Extract these lines verbatim, starting at the line that contains "Practice. Pick out the vapor" and continuing through the final line of the records.

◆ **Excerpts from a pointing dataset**
--------------------------------------------------

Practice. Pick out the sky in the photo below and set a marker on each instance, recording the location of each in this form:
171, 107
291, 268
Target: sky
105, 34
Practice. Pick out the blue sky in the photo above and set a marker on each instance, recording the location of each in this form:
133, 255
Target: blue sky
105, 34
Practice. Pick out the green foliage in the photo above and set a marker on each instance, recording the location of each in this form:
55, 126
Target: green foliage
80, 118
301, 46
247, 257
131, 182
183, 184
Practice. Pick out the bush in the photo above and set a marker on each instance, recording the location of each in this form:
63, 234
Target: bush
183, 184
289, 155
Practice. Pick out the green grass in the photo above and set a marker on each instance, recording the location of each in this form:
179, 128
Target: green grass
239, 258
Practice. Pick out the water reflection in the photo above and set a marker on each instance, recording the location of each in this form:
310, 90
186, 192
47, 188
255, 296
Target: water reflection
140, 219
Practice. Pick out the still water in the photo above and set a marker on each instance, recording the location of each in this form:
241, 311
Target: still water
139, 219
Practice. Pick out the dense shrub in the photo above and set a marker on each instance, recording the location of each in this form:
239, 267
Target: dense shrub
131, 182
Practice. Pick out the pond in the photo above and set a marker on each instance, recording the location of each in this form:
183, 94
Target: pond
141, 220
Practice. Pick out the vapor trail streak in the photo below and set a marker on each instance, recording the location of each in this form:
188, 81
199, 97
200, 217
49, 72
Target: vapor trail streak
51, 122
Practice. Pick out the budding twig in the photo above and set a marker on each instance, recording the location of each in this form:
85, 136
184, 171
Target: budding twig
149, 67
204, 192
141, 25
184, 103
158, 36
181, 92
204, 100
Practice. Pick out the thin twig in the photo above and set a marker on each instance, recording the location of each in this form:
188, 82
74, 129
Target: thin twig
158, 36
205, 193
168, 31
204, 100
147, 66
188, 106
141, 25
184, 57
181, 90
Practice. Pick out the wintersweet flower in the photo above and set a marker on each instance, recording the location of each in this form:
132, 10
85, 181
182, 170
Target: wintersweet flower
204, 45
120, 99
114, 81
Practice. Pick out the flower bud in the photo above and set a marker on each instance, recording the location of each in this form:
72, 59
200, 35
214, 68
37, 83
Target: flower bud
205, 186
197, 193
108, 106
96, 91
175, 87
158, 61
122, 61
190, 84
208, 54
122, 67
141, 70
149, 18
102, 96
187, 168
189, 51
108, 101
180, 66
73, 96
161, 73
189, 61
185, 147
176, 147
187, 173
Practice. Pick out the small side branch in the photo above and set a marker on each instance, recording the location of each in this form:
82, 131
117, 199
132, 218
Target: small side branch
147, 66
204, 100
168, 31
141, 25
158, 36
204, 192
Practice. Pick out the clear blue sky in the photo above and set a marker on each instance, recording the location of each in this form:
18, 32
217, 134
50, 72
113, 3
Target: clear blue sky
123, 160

--------------------------------------------------

◆ **Answer to this exercise**
Practice. Pick out the vapor trail streak in the photo below and set a marker on each instance, recording the location of each in this form:
188, 81
199, 97
200, 217
49, 72
Target: vapor trail streak
51, 122
Practice. Pick out the budding twig in the photo above and set a marker on each instance, recording the location of each in this form:
85, 136
184, 171
Target: budding twig
149, 67
204, 192
141, 25
184, 103
158, 36
181, 92
204, 100
Practice. Pick out the thin twig in the photo above and set a marker on each instance, recording the location of each in this form:
188, 82
74, 129
Target: thin twig
158, 36
205, 193
168, 31
204, 100
147, 66
188, 106
141, 25
184, 57
181, 90
Practice. Pick out the wintersweet flower in the photo above and set a marker on each instance, recording the location of each in this form:
132, 10
85, 181
182, 170
Target: wintersweet flower
204, 45
120, 99
114, 81
Practice. Pick out the flower bud in the photo above and set a marker on each instance, recording the location of each in this form:
72, 59
200, 35
214, 68
37, 83
Target: flower bud
205, 186
197, 193
108, 106
96, 91
175, 87
158, 61
122, 61
190, 84
208, 54
122, 67
141, 70
149, 18
102, 96
187, 168
189, 51
108, 101
180, 66
73, 96
161, 73
189, 61
185, 147
176, 147
187, 173
Practice. Pick out the small side branch in the photo above and set a marker on each instance, recording the location of each in this form:
82, 131
117, 199
132, 218
Target: small side branch
147, 66
204, 100
168, 31
141, 25
158, 36
204, 192
Practice. Pick out the clear blue sky in the photo above and set a marker on each instance, recording the location of each in this form:
18, 32
217, 134
50, 72
113, 3
Target: clear blue sky
123, 160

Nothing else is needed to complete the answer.